> _Exercise description_: The records that follow must be reproduced in full, exactly as written.

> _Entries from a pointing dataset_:
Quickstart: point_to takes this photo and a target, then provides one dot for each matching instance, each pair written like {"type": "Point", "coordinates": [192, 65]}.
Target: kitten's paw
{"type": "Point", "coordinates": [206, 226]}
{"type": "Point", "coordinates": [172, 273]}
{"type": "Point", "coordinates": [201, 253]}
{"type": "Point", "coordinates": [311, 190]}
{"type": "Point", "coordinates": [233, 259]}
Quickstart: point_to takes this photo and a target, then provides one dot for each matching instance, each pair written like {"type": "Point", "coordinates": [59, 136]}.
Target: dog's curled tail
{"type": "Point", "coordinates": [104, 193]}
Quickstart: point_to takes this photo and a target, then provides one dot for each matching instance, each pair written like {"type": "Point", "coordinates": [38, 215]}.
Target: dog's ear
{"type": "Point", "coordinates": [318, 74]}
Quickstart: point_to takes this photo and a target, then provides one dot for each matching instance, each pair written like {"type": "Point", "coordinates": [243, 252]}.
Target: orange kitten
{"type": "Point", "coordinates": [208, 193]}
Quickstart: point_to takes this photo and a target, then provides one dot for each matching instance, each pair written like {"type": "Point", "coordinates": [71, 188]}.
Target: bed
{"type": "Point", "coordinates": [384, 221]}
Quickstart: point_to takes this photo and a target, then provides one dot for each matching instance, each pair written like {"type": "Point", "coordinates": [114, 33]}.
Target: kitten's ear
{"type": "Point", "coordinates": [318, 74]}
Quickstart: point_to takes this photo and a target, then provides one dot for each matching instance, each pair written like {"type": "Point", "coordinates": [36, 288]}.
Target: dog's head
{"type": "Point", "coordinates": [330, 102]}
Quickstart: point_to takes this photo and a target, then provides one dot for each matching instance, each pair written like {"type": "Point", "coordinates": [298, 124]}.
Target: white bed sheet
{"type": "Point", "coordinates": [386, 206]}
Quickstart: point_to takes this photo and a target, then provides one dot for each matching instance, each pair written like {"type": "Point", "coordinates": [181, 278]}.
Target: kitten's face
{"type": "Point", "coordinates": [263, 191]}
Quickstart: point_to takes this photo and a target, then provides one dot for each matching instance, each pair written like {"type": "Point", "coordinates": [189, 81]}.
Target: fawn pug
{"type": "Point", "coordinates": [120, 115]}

> _Answer below_:
Quickstart: point_to takes this photo and a target, then provides one dot for each matching instance, each pair written like {"type": "Point", "coordinates": [192, 65]}.
Target: kitten's paw
{"type": "Point", "coordinates": [206, 226]}
{"type": "Point", "coordinates": [172, 273]}
{"type": "Point", "coordinates": [201, 253]}
{"type": "Point", "coordinates": [311, 190]}
{"type": "Point", "coordinates": [233, 259]}
Quickstart: point_to takes this photo and a target, then provides one dot for each matching instance, each pair written like {"type": "Point", "coordinates": [59, 136]}.
Target: dog's curled tail
{"type": "Point", "coordinates": [104, 193]}
Quickstart: point_to takes this photo and a target, then provides one dot for each matching instance, each pair written like {"type": "Point", "coordinates": [38, 215]}.
Target: dog's ear
{"type": "Point", "coordinates": [318, 74]}
Quickstart: point_to takes this photo and a target, then provides one dot for each matching instance, each pair written like {"type": "Point", "coordinates": [243, 252]}.
Target: orange kitten
{"type": "Point", "coordinates": [208, 193]}
Quickstart: point_to takes this photo and a target, then provides one dot for each matching instance, each pair written like {"type": "Point", "coordinates": [71, 188]}.
Target: bed
{"type": "Point", "coordinates": [384, 221]}
Quickstart: point_to takes this photo and a target, then provides one dot for each matching instance, each pair written like {"type": "Point", "coordinates": [114, 33]}.
Target: kitten's ear
{"type": "Point", "coordinates": [318, 74]}
Quickstart: point_to takes this photo and a target, then provides one dot for each matching instance, each pair written like {"type": "Point", "coordinates": [36, 288]}.
Target: dog's head
{"type": "Point", "coordinates": [330, 102]}
Quickstart: point_to takes this photo and a target, then provides one dot for each matching instance, each pair written like {"type": "Point", "coordinates": [298, 124]}.
Target: white bed sheet
{"type": "Point", "coordinates": [386, 206]}
Quickstart: point_to takes this photo and a target, then provides one dot for each matching instance, each pair written like {"type": "Point", "coordinates": [181, 278]}.
Target: kitten's face
{"type": "Point", "coordinates": [263, 191]}
Quickstart: point_to takes this photo and a target, then provides one dot for each matching instance, each pair written like {"type": "Point", "coordinates": [189, 81]}.
Target: fawn pug
{"type": "Point", "coordinates": [120, 115]}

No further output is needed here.